---------- Extracted records ----------
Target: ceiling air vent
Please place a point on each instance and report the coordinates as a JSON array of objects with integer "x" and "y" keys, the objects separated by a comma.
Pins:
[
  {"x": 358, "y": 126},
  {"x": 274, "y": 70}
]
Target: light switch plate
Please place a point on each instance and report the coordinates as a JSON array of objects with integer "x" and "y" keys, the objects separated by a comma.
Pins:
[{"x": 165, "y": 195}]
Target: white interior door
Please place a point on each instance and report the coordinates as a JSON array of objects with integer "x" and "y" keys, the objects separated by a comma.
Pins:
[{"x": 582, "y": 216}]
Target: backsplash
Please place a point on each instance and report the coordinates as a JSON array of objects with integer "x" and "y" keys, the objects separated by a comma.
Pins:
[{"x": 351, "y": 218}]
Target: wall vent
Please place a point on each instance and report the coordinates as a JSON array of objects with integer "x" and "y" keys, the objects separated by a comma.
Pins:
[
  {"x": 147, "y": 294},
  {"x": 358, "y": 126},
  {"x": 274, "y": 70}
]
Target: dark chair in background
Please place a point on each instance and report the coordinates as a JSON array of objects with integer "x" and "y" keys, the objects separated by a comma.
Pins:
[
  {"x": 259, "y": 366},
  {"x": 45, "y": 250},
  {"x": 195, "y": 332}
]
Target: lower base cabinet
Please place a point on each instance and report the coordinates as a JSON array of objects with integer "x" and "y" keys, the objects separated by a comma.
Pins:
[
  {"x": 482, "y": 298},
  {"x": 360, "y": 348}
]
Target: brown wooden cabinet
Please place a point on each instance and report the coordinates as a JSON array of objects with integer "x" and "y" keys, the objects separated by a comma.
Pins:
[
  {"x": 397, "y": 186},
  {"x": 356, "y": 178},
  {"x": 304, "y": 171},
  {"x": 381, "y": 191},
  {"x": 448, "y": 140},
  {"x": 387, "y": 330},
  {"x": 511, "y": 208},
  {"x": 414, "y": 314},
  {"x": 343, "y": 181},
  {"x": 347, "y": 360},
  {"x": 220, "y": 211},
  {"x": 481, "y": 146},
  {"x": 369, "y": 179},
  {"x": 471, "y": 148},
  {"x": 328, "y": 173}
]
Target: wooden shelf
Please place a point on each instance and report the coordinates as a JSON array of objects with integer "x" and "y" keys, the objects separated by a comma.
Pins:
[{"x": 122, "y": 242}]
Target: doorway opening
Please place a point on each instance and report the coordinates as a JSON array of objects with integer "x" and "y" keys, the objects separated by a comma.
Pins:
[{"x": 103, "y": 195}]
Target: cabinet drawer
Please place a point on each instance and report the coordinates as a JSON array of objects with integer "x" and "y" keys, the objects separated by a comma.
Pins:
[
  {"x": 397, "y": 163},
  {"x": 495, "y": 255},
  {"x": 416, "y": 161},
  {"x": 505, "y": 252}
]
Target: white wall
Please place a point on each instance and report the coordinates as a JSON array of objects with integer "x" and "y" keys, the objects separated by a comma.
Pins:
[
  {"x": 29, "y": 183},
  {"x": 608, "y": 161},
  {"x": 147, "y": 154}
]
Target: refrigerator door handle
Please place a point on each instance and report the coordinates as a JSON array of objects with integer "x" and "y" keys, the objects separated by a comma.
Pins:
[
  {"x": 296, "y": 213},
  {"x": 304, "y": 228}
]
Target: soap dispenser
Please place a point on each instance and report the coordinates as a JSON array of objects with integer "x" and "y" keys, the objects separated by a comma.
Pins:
----------
Reproduce the records in full, exactly as written.

Reply to the exercise:
Target: ceiling air vent
Please place a point on each instance and report the coordinates as a JSON array of objects with integer "x" and "y" keys, the objects separated by a comma.
Pins:
[
  {"x": 358, "y": 126},
  {"x": 274, "y": 70}
]
Target: light switch plate
Please place a point on each instance and report the coordinates as a JSON array of objects with integer "x" and "y" keys, the objects separated by a comma.
Pins:
[{"x": 165, "y": 195}]
Target: white interior door
Please place a point on each instance and report the coordinates as a JSON array of objects with integer "x" and "y" keys, the objects separated by a comma.
Pins:
[{"x": 582, "y": 216}]
Target: backsplash
Please place a point on each instance and report the coordinates as a JSON array of objects with integer "x" and "y" keys, the objects separated by a comma.
Pins:
[{"x": 351, "y": 218}]
Target: wall vent
Please place a point on each instance and report the coordinates as a JSON array of objects with integer "x" and "y" keys, the objects separated by a comma.
Pins:
[
  {"x": 147, "y": 294},
  {"x": 358, "y": 126},
  {"x": 274, "y": 70}
]
Target: dark chair in background
Please place a point on each instance and report the coordinates as a JSON array of objects with integer "x" and "y" keys, the objects separated by a comma.
Pins:
[
  {"x": 259, "y": 366},
  {"x": 45, "y": 250},
  {"x": 195, "y": 332}
]
Target: lower base cabinet
Please place a point on each instance and report the coordinates as a JSON array of objects with integer "x" and "y" keys, the objects separated by a comma.
Pins:
[
  {"x": 482, "y": 298},
  {"x": 360, "y": 348}
]
Target: brown wooden cabinet
Please place a point on each instance and report the coordinates as a JSON array of objects with integer "x" and "y" keys, the objects separated by a comma.
Pins:
[
  {"x": 397, "y": 186},
  {"x": 356, "y": 178},
  {"x": 304, "y": 171},
  {"x": 381, "y": 191},
  {"x": 448, "y": 140},
  {"x": 387, "y": 330},
  {"x": 511, "y": 208},
  {"x": 414, "y": 314},
  {"x": 343, "y": 181},
  {"x": 347, "y": 360},
  {"x": 220, "y": 211},
  {"x": 481, "y": 146},
  {"x": 369, "y": 179},
  {"x": 471, "y": 148},
  {"x": 328, "y": 173}
]
Target: wooden shelf
Please place a point on each instance and report the coordinates as a JSON array of objects with integer "x" and "y" keys, the objects separated by a comma.
Pins:
[{"x": 122, "y": 242}]
Target: doorway opening
Please place a point on each instance and report the coordinates as a JSON array of objects with integer "x" and "y" keys, the objects separated by a comma.
Pins:
[{"x": 103, "y": 195}]
Target: cabinet drawer
Please place a point on each instance and report the coordinates as a JSON array of objects with integer "x" and "y" keys, the objects separated by a comma.
Pins:
[
  {"x": 397, "y": 163},
  {"x": 495, "y": 255},
  {"x": 416, "y": 161},
  {"x": 505, "y": 252}
]
Target: white wall
Please place a point on each instance and report the coordinates as a JSON array of objects with integer "x" and "y" keys, the objects separated by a comma.
Pins:
[
  {"x": 29, "y": 183},
  {"x": 608, "y": 161},
  {"x": 147, "y": 154}
]
Target: refrigerator door handle
Please place a point on each instance and report the coordinates as a JSON array of objects with integer "x" and "y" keys, the objects separated by a comma.
Pins:
[
  {"x": 296, "y": 213},
  {"x": 304, "y": 228}
]
Target: soap dispenser
Please place a point on each instance and report the coordinates as a JSON array of objects with integer "x" and "y" keys, the objects separated by a comma.
Pins:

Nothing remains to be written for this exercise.